# start of DATASET CONTENT

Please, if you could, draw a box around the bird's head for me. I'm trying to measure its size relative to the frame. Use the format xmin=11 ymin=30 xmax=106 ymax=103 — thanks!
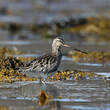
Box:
xmin=52 ymin=37 xmax=70 ymax=47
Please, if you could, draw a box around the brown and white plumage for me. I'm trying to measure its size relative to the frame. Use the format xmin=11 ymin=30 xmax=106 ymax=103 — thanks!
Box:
xmin=21 ymin=38 xmax=69 ymax=83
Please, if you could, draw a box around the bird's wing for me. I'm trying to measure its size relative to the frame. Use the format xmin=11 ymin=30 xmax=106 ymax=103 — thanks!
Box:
xmin=22 ymin=54 xmax=57 ymax=72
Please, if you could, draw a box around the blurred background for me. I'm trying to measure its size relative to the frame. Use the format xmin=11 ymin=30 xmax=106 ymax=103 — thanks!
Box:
xmin=0 ymin=0 xmax=110 ymax=110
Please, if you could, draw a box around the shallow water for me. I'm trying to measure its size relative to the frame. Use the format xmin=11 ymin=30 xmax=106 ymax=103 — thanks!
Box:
xmin=0 ymin=0 xmax=110 ymax=110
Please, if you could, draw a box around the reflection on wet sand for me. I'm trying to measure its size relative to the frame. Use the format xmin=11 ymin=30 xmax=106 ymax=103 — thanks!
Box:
xmin=0 ymin=106 xmax=11 ymax=110
xmin=20 ymin=83 xmax=61 ymax=110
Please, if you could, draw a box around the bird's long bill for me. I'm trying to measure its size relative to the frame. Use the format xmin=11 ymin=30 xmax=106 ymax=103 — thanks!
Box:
xmin=63 ymin=44 xmax=71 ymax=48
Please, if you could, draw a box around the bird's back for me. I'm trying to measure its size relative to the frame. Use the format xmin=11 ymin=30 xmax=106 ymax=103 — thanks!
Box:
xmin=22 ymin=54 xmax=62 ymax=73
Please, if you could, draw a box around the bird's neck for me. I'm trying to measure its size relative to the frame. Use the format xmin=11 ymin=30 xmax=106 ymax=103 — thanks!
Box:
xmin=52 ymin=46 xmax=62 ymax=56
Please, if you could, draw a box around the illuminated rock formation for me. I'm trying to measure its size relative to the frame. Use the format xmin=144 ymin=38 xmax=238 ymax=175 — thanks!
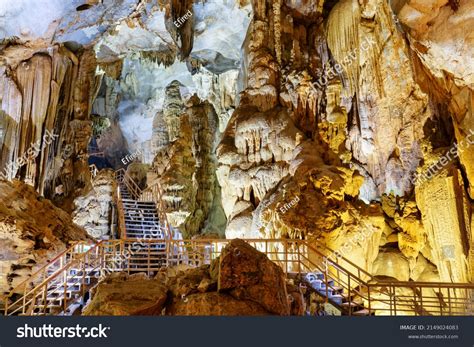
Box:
xmin=72 ymin=170 xmax=117 ymax=239
xmin=0 ymin=181 xmax=87 ymax=294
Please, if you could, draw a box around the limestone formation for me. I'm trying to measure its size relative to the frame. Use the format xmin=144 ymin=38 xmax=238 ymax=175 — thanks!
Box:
xmin=82 ymin=240 xmax=294 ymax=316
xmin=0 ymin=181 xmax=87 ymax=294
xmin=82 ymin=273 xmax=167 ymax=316
xmin=72 ymin=170 xmax=117 ymax=239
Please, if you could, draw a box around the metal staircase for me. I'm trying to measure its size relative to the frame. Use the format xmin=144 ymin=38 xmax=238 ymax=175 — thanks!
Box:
xmin=3 ymin=239 xmax=474 ymax=316
xmin=3 ymin=167 xmax=474 ymax=316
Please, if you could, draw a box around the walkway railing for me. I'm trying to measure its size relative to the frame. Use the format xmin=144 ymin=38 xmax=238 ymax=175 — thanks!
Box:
xmin=4 ymin=242 xmax=102 ymax=315
xmin=5 ymin=239 xmax=474 ymax=316
xmin=115 ymin=168 xmax=173 ymax=239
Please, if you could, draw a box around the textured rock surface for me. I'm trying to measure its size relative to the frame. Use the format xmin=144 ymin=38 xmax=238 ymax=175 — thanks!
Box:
xmin=169 ymin=292 xmax=269 ymax=316
xmin=83 ymin=240 xmax=294 ymax=316
xmin=0 ymin=181 xmax=87 ymax=293
xmin=82 ymin=273 xmax=167 ymax=316
xmin=218 ymin=239 xmax=290 ymax=316
xmin=72 ymin=170 xmax=117 ymax=239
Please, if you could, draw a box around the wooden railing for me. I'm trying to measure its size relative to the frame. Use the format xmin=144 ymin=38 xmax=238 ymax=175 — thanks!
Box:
xmin=5 ymin=239 xmax=474 ymax=316
xmin=4 ymin=242 xmax=102 ymax=315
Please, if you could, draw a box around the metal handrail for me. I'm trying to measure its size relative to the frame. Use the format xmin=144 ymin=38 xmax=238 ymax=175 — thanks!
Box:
xmin=116 ymin=168 xmax=173 ymax=239
xmin=5 ymin=239 xmax=474 ymax=315
xmin=4 ymin=241 xmax=103 ymax=315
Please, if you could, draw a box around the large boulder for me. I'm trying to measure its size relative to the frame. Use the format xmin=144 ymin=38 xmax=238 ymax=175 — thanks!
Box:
xmin=0 ymin=180 xmax=88 ymax=294
xmin=218 ymin=239 xmax=290 ymax=315
xmin=83 ymin=273 xmax=168 ymax=316
xmin=167 ymin=292 xmax=269 ymax=316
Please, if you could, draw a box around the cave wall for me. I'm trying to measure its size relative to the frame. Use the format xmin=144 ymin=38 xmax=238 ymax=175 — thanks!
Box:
xmin=0 ymin=46 xmax=99 ymax=208
xmin=217 ymin=0 xmax=472 ymax=282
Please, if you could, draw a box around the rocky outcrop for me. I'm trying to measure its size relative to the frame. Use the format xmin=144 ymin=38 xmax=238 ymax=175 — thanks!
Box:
xmin=0 ymin=180 xmax=87 ymax=293
xmin=83 ymin=240 xmax=294 ymax=316
xmin=72 ymin=170 xmax=117 ymax=239
xmin=82 ymin=273 xmax=167 ymax=316
xmin=216 ymin=239 xmax=290 ymax=316
xmin=169 ymin=292 xmax=269 ymax=316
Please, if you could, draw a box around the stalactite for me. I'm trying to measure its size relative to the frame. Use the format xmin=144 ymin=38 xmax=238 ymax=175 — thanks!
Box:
xmin=327 ymin=0 xmax=360 ymax=95
xmin=273 ymin=0 xmax=282 ymax=66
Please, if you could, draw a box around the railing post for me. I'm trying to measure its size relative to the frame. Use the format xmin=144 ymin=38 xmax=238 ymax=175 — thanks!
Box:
xmin=295 ymin=241 xmax=301 ymax=276
xmin=63 ymin=269 xmax=67 ymax=312
xmin=144 ymin=240 xmax=151 ymax=276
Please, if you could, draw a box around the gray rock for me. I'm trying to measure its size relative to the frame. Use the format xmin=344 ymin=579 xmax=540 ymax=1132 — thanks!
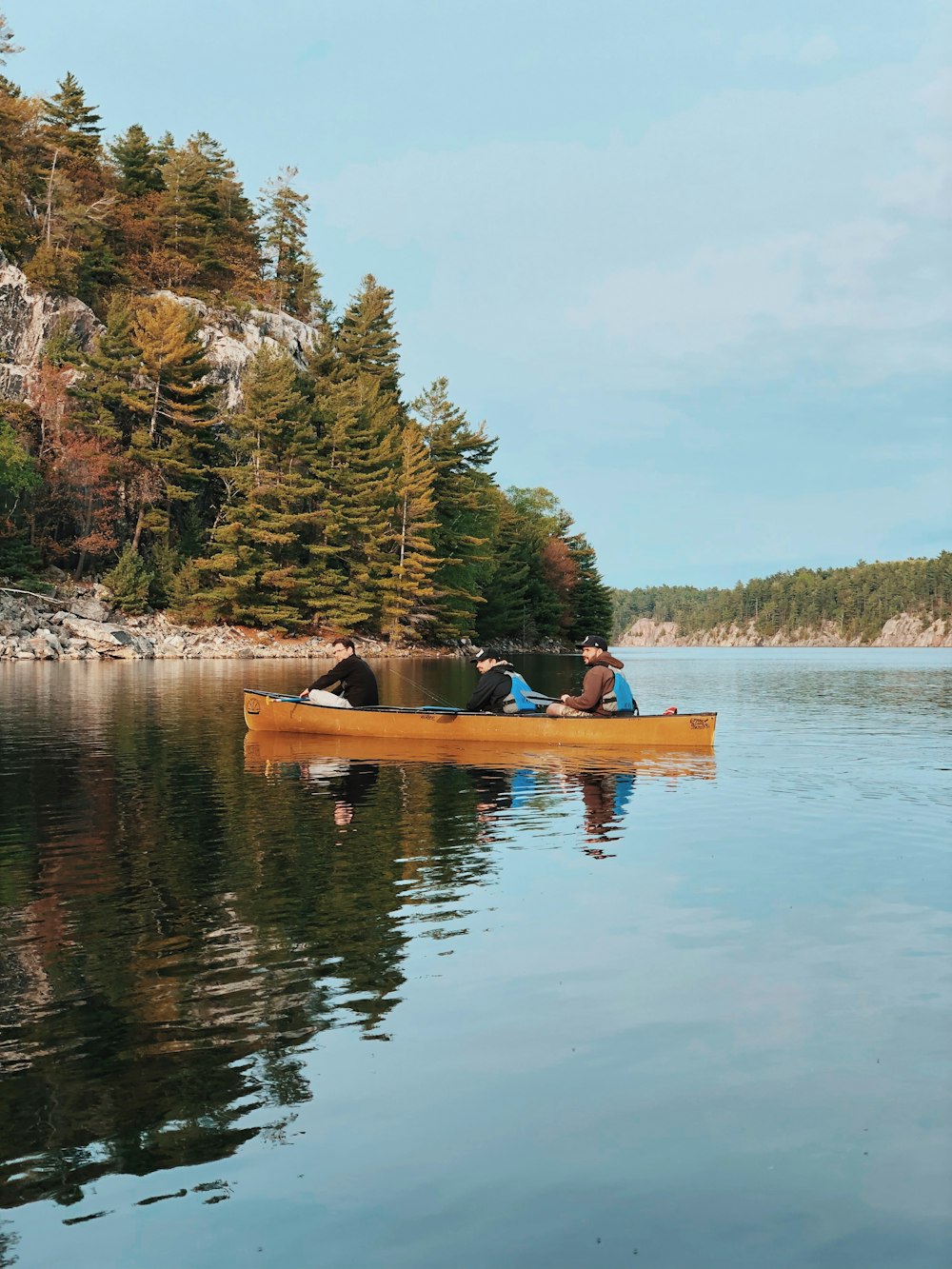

# end of DATASET CONTENT

Copy out every record above word for word, and leave the pictures out of your copy.

Please, if you could, draw a box around the bird's head for me. I'm trying to measure its size relative to the frame. Use the format xmin=11 ymin=30 xmax=106 ymax=103 — thanks!
Box:
xmin=52 ymin=37 xmax=70 ymax=47
Please, if you could, draw a box around the brown and white plumage for me. I'm trying to measure its size relative to the frame. Use the format xmin=11 ymin=30 xmax=106 ymax=103 — thanks!
Box:
xmin=21 ymin=38 xmax=69 ymax=83
Please, if you could, draw a box around the bird's wing for me. I'm trying to measure its size relative to the frame. Use the format xmin=11 ymin=30 xmax=106 ymax=103 — thanks!
Box:
xmin=22 ymin=54 xmax=57 ymax=72
Please, if you could, draw a box around the blurred background for me. I'm trying to measure its size relative to the frame. Use the format xmin=11 ymin=30 xmax=106 ymax=103 — thanks!
Box:
xmin=0 ymin=0 xmax=110 ymax=110
Please, if you could, draw a box around the shallow water for me. I'm trying to measure its size relative to the frame. Use the format xmin=11 ymin=30 xmax=106 ymax=103 — thanks!
Box:
xmin=0 ymin=0 xmax=110 ymax=110
Please, if you could, draw a box around the reflection on wet sand for me. I'm trying to measure its size relative to the frame. Use the format xmin=11 ymin=30 xmax=106 ymax=103 — thanks!
Box:
xmin=0 ymin=106 xmax=11 ymax=110
xmin=20 ymin=83 xmax=61 ymax=110
Please, if you could, draw a box around the bird's long bill for me. I'm trying to measure its size relative to the frame. Use the format xmin=11 ymin=30 xmax=106 ymax=103 — thanks!
Box:
xmin=63 ymin=44 xmax=71 ymax=48
Please, if you could, draw a box around the bird's back for me. I'm trying to measure its size relative to the frame. Use the format xmin=11 ymin=30 xmax=106 ymax=103 — thanks!
Box:
xmin=22 ymin=54 xmax=62 ymax=73
Please, if you could, draw a box around the bird's neck for me. I'm trying to measure its size relative to the frame. Use the format xmin=11 ymin=30 xmax=106 ymax=103 — thanks!
Box:
xmin=52 ymin=46 xmax=62 ymax=56
Please, if you could, draw a box around the illuminated rock formation for me. I'm trying to measure its size relative to the frame. Use the format xmin=144 ymin=38 xmax=238 ymax=175 — thanks!
Box:
xmin=72 ymin=170 xmax=117 ymax=239
xmin=0 ymin=181 xmax=87 ymax=294
Please, if you could, draw a box around the limestone formation for me. I'm trying to measure its size relative to the frame. Use the format xmin=144 ymin=38 xmax=238 ymax=175 — thanks!
Box:
xmin=82 ymin=240 xmax=294 ymax=316
xmin=0 ymin=181 xmax=87 ymax=294
xmin=82 ymin=273 xmax=167 ymax=316
xmin=72 ymin=170 xmax=117 ymax=239
Please, if you could, draw a box around the metal staircase for me. I'm trying to measure its size relative to the frame. Use the format xmin=144 ymin=38 xmax=238 ymax=175 — thanks!
Box:
xmin=3 ymin=239 xmax=474 ymax=316
xmin=3 ymin=167 xmax=474 ymax=316
Please, if you could, draw a box around the walkway railing for me. I'm trying to measure its size relative to the frame. Use the format xmin=144 ymin=38 xmax=238 ymax=175 — thanks!
Box:
xmin=4 ymin=242 xmax=102 ymax=315
xmin=5 ymin=239 xmax=474 ymax=316
xmin=115 ymin=168 xmax=173 ymax=239
Please, if you could, draw a box around the textured rock surface for me. I'm trying to measure its size relative to the frame. Use the format xmin=144 ymin=38 xmax=238 ymax=175 — thanks!
Box:
xmin=169 ymin=292 xmax=269 ymax=316
xmin=83 ymin=240 xmax=294 ymax=316
xmin=0 ymin=181 xmax=87 ymax=293
xmin=82 ymin=273 xmax=167 ymax=316
xmin=218 ymin=239 xmax=290 ymax=316
xmin=72 ymin=170 xmax=117 ymax=239
Please, if you could, draw a box around the wooden railing for me. I'm trying to measure its size relative to the frame. Use the format xmin=144 ymin=38 xmax=238 ymax=175 — thanks!
Box:
xmin=5 ymin=239 xmax=474 ymax=316
xmin=4 ymin=242 xmax=102 ymax=315
Please, if you could, draw a box around the metal handrail for me. I'm trying to measure its size relative to the frame. Use the format xmin=144 ymin=38 xmax=238 ymax=175 — thanks!
Box:
xmin=116 ymin=168 xmax=173 ymax=239
xmin=5 ymin=239 xmax=474 ymax=315
xmin=4 ymin=241 xmax=103 ymax=315
Please, if you could, draw a box around the large boulder for me. I'm trying to measure its size relative to the frame. Use the format xmin=144 ymin=38 xmax=238 ymax=175 — thanks!
Box:
xmin=0 ymin=180 xmax=88 ymax=294
xmin=218 ymin=239 xmax=290 ymax=315
xmin=83 ymin=273 xmax=168 ymax=316
xmin=167 ymin=292 xmax=269 ymax=316
Please, if you could, draw a box around the cave wall for me. I'm trying to measure its size relative to the frame. Use the format xmin=144 ymin=38 xmax=238 ymax=175 — thanks!
Box:
xmin=0 ymin=46 xmax=99 ymax=208
xmin=217 ymin=0 xmax=472 ymax=282
Please, if you could, draw a box around the rocky outcrop for me. I'm trying to measure its size relative to the frame. Use the format xmin=144 ymin=38 xmax=238 ymax=175 — thanks!
Box:
xmin=0 ymin=180 xmax=87 ymax=293
xmin=83 ymin=240 xmax=294 ymax=316
xmin=72 ymin=170 xmax=117 ymax=239
xmin=82 ymin=273 xmax=167 ymax=316
xmin=216 ymin=239 xmax=290 ymax=316
xmin=169 ymin=292 xmax=269 ymax=316
Please, if you could, draw a box around the stalactite for me. I'm trying to measure its size relative to the frame. Use the format xmin=144 ymin=38 xmax=238 ymax=175 — thanks!
Box:
xmin=327 ymin=0 xmax=360 ymax=95
xmin=273 ymin=0 xmax=282 ymax=66
Please, if you could, draw a box around the railing post for me. I'm trying to measure its size relative to the frame. Use the format xmin=144 ymin=38 xmax=238 ymax=175 — thanks!
Box:
xmin=295 ymin=241 xmax=301 ymax=276
xmin=63 ymin=269 xmax=67 ymax=312
xmin=144 ymin=240 xmax=151 ymax=276
Please, if you could, draw a box around the gray rock for me. I'm trying to measure its size relative to the frame. Use the format xmin=344 ymin=579 xmax=540 ymax=1132 — thanks!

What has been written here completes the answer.